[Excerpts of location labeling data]
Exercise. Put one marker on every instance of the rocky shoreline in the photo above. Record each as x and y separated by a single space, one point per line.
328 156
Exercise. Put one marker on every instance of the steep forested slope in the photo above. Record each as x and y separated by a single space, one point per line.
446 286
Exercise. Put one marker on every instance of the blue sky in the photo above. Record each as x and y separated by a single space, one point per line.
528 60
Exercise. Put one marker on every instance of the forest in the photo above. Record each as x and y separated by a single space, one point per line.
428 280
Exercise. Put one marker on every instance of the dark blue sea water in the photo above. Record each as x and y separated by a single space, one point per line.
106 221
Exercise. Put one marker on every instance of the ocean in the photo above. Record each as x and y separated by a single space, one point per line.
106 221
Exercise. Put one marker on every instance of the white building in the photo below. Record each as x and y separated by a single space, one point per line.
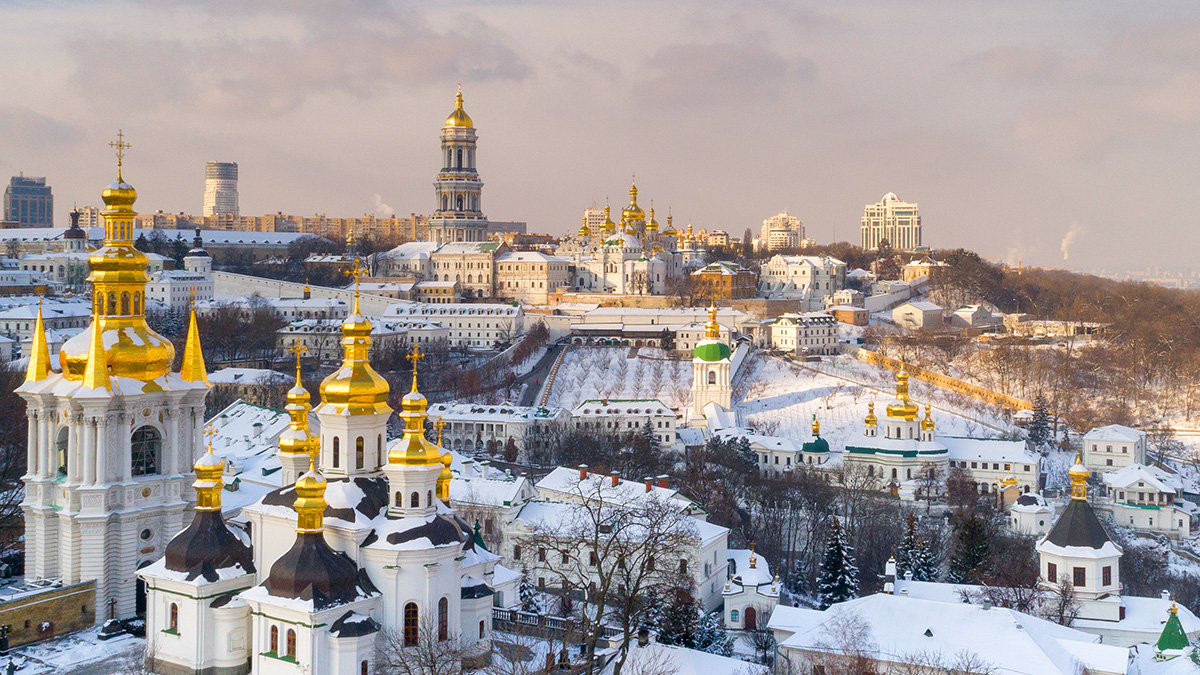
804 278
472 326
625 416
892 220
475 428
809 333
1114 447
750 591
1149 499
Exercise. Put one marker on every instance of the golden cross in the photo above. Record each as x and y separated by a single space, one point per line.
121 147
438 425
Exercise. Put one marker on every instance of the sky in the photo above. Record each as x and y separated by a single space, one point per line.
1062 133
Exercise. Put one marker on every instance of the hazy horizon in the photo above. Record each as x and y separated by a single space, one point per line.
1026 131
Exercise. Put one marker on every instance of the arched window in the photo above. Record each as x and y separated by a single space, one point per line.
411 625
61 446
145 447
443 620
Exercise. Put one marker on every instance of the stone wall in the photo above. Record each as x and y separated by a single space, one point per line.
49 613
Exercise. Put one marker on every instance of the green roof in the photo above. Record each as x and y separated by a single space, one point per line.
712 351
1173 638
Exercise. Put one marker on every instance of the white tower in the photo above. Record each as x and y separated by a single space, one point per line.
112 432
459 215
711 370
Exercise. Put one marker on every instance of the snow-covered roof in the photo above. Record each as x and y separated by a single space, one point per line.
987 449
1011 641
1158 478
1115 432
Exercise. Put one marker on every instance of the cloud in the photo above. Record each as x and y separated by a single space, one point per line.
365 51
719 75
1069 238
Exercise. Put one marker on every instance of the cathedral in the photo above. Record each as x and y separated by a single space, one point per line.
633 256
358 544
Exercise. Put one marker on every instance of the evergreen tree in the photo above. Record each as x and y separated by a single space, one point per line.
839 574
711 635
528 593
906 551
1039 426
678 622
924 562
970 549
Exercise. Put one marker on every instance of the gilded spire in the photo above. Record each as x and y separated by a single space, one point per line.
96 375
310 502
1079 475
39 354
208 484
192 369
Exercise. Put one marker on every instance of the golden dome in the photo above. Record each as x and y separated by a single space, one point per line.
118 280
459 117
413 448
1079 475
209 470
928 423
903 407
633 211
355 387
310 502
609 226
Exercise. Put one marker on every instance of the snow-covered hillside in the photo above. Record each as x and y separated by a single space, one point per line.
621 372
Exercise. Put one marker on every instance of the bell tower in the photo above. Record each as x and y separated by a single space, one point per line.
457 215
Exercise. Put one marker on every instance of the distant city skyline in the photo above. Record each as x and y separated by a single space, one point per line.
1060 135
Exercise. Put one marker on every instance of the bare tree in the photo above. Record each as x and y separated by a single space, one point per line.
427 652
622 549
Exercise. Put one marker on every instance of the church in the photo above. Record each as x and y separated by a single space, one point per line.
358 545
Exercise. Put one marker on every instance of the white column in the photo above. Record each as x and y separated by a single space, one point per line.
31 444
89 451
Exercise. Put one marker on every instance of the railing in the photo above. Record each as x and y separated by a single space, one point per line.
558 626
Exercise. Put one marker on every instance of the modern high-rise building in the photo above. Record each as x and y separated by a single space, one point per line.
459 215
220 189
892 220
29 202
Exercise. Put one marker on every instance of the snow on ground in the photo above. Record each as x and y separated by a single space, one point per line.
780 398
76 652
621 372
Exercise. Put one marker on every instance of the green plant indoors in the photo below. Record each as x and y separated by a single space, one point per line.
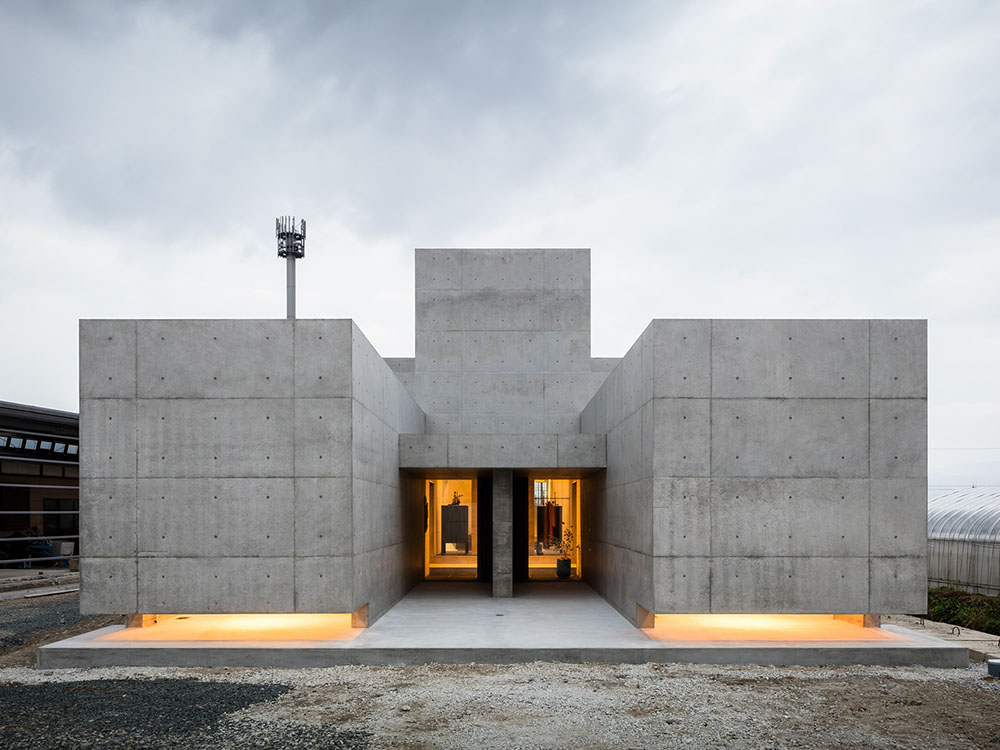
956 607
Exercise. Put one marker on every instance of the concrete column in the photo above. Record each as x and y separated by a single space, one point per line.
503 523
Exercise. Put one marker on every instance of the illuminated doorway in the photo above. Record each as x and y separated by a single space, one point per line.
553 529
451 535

→ **What to produce**: Quote every line of the records above exactly; no picture is to be copied.

→ **Result of the task**:
Exercise. Put one marker on every instance of the rocky shoreline in the photo above. Record each as x and y separated by a single space, one point per line.
328 156
Exercise. Put one marker on every instance of the steep forested slope in the photo above. Record each as x and y separated by a single space, one point per line.
446 286
Exercise. Put one marker on every instance of the blue sky in the photo above. Record each as x and y separated by a single space, one point per line.
528 60
Exercise. Put one marker on every instance of the forest in the photo above. Record each as x and y separated by a single space, one point per line.
428 280
Exercise. Put one marker on every instance of the dark blue sea water in the photo above. Record each as x and y separated by a single space, one point per line.
106 221
Exercise. Put one marker on every instance of the ocean in the photo above. Record each as x and y separated by a single space, one point per line.
106 221
Exercise. Put one marker on every instance of the white building in the photo below. Record each as x and y separated by a single space, one point per line.
804 278
472 326
625 416
892 220
475 428
809 333
1114 447
750 591
1149 499
Exercise. Put one marker on every instance of the golden cross in the photo above. Record each as x and y separated by a single space, one point per line.
121 147
438 425
Exercise. Put one marker on every instance of the sky in the photo above. Record each as x and y separated by a single space, one point per line.
1062 133
Exercise. Put one marker on every instance of the hazy horizon in the photo above. Record each as x and y separated by a single space, one point per line.
1026 131
Exercise. Put one marker on every instance of the arched window in the photo above. Record each as x and y separated by a single space, one point per line.
411 625
61 446
145 447
443 620
Exercise. Put one marker on every instance of the stone wall in the photo above. Record each as x and y separated by a single space, one point per line.
49 613
Exercise. Put one marker on every instance of the green roof in the photo above. Record each as x and y separated by a single space, one point per line.
712 351
1173 638
Exercise. Put one marker on every instance of the white tower in the photo above. Record each as x and y separated by a single space, one point per line.
112 432
459 215
711 370
Exercise. Put one marker on every instance of the snow-covered roof in the photo above. Record each as x and y separated by a single space, one point per line.
987 449
1011 641
1158 478
1115 432
Exercise. Put one marker on every instance of the cloud in the photo above. Record each as x and y separated by a single space, one point per line.
365 51
719 75
1069 238
Exercise. Put one marker on every instance of the cathedral in the photo above. Record each as x and y separated by a single space, one point per line.
633 256
358 544
Exercise. Put one marker on every instance of the evergreen tree in the photo above. Record each as x and y separated by a single space, one point per line.
839 574
711 635
528 593
906 551
1039 426
678 622
924 562
970 549
Exercise. Put one marker on every instance of the gilded spire in the photo above. Record each as x and y separated by a single space, one point per line.
96 375
310 502
1079 475
39 354
208 484
192 369
Exercise. Put one marker on every instance of the golden dome in the photo above. Record each as x and y separated by a single space, one point per line.
118 280
459 117
413 448
1079 475
209 470
928 423
903 407
633 211
355 387
310 502
609 226
Exercise. Put one marker on every instance of the snow-covered hillside in the photo above. Record each as x and y separated by a single space, one point per line.
621 372
Exercise. Put one marker on every instance of the bell tower in the photo above. Record each as x and y separated by a single space, one point per line.
457 215
Exercise. Put one marker on every instance of the distant city skyline in the photo above. Record each as x and y separated by a single space, one point per line.
1060 135
Exercise. Put one marker on every instance of the bare tree in the photo above. Record each as x and y separated by a single space, one point per line.
427 652
622 549
Exercise. Put one marker on every instance of the church in the photo above. Record each as x and y separated by a single space, one point per line.
358 545
Exercise. Put one marker on every instance of the white column in the photo above. Record each as x and y separated by a single space, one point per line.
31 444
89 451
Exercise. Put one marker on every instance of the railing in the photo above. Record each as x and y separated by a single space, one point per line.
558 626
Exercise. Put one marker on every instance of the modern high-rise building in the photo above. Record each as x and y separated by a single space, one point per line.
459 215
220 189
892 220
29 202
Exercise. Put one marker on every instance of the snow on ground in the photo above. Record each as x and y separated by a single space, one point per line.
780 398
76 652
621 372
Exercise. Put one marker on every instance of the green plant indoors in the photo below. Record each as x and y separated by a single space, one point per line.
956 607
Exercise. Put one marker on every instance of the concrete column in the photo above. Record each as x and y separated by a single space, one point per line.
503 523
Exercise. Put one marker on every instance of the illuminated doorway in the photo above. Record each as x and y separated by a single space, one point per line.
553 529
451 535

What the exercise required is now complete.